For Georgia, Dairyland's average premium came in at $1,268 per year. That's substantially higher than either Markel or GEICO, but we also noticed that the price could vary by several hundred dollars for certain ZIP codes within the state. If you're interested in obtaining motorcycle insurance from a company that focuses on the details, we suggest obtaining a quick estimate from Dairyland for your area so that you can confirm whether it's at a price point that makes sense.

Comparing Georgia motorcycle insurers by customer service quality

Our top choices for motorcycle coverage in Georgia aren't based on price alone. To make sure we were recommending insurers who would be reliable in the event of a claim, we also referenced information about their customer service. This included consumer complaint data from the National Association of Insurance Commissioners (NAIC) and customer satisfaction ratings assigned by J.D. Power.

Records:
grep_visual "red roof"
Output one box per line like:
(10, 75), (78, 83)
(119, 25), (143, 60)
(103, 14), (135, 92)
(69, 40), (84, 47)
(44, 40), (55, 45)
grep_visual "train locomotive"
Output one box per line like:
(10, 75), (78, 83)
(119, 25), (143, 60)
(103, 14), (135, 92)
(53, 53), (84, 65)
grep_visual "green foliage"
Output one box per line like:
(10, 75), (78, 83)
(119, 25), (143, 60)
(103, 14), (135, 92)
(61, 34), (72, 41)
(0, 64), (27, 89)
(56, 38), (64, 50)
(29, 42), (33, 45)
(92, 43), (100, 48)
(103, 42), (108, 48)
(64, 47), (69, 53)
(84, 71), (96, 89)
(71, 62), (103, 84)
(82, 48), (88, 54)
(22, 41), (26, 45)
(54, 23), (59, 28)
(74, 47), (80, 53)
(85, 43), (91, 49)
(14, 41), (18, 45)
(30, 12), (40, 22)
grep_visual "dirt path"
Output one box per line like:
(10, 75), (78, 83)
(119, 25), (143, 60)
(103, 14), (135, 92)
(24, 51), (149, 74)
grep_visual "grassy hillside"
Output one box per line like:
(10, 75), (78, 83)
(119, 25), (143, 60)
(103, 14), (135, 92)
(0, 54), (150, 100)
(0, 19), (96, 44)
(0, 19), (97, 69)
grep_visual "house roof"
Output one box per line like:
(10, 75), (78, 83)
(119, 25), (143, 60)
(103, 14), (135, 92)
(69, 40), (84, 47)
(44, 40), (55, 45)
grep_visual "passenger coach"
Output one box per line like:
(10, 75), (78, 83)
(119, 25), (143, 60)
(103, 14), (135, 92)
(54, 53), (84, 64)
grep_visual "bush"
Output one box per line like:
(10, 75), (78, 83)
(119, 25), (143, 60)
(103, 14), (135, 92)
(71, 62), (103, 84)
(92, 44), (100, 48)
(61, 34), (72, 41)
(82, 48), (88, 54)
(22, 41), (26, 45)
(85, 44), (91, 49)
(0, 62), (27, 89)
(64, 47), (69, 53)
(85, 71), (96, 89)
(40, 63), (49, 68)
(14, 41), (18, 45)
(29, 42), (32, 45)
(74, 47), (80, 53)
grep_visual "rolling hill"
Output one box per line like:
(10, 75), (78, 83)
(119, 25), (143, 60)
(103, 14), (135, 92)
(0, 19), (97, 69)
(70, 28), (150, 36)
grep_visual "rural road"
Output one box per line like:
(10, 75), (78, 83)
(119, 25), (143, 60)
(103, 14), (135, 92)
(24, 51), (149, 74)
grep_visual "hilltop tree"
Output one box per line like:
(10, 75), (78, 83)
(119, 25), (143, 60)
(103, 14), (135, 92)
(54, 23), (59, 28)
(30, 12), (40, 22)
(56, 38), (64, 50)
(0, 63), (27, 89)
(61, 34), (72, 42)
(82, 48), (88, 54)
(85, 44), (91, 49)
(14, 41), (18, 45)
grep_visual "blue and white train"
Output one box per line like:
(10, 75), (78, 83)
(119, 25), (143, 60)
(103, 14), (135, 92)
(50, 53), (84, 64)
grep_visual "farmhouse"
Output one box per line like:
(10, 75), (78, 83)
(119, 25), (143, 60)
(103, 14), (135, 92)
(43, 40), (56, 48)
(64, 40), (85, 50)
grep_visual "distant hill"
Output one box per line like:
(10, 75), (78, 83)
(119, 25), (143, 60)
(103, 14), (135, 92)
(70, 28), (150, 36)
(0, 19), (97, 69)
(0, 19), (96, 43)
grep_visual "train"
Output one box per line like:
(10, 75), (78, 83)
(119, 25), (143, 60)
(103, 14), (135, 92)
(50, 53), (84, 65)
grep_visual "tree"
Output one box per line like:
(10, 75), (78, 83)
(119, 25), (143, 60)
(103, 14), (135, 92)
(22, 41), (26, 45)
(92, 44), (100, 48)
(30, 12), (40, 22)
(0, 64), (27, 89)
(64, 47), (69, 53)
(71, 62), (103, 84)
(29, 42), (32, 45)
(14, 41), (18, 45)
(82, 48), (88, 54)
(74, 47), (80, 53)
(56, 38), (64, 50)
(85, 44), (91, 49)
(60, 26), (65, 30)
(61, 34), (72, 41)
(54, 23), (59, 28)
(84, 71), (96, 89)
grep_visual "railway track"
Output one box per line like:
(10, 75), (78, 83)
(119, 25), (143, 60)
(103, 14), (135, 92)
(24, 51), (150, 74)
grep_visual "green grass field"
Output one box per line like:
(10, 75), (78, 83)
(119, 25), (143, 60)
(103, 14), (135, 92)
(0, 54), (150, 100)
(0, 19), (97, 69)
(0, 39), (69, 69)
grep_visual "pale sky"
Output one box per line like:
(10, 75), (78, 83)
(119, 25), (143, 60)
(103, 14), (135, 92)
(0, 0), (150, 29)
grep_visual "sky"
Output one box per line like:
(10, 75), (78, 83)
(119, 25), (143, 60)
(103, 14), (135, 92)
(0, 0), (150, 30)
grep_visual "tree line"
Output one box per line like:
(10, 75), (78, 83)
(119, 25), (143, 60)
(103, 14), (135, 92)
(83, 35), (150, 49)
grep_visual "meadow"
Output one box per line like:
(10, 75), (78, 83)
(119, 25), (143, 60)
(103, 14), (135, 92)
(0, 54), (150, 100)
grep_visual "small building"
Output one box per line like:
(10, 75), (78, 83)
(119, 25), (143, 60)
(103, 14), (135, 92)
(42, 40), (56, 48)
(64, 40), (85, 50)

What the exercise asks:
Carry the Georgia motorcycle insurance text forward from its last sentence. The records are separate material and have no connection to the text.

Result of the exercise:
InsurerNAIC complaint indexJ.D. Power ratingA.M. Best rating
Progressive1.862/5A+
GEICO0.923/5A++
Esurance1.023/5A+
Dairyland1.16n/aA+
Markel0.00*n/aA
Nationwide0.543/5A+
Markel did not receive any personal vehicle insurance complaints in 2018. However, this may be a result of Markel's very small market share.

These ratings aren't anything like precise figures, but they give us a way to compare insurance companies in terms of the customer experience that comes after the initial quote. For example, an insurer with an NAIC complaint index below 1.00 is one which causes fewer consumer complaints than the average company of its size. The J.D. Power rating uses survey responses to evaluate insurers in areas ranging from claims handling to billing processes and service interactions.

Finally, a company's A.M. Best score reflects its financial stability. Following a natural disaster or an economic recession, insurance companies can find it difficult to meet their claim obligations due to spikes in claim volume or a decline in new business. Choosing a financially stable insurer makes it less likely that your insurer will fail to pay out your claim.

The cheapest motorcycle insurance companies in Georgia

In Georgia, we found that the cheapest insurance for motorcycles usually came from Geico, with Markel close behind. Both companies offered average quotes under $540 per year.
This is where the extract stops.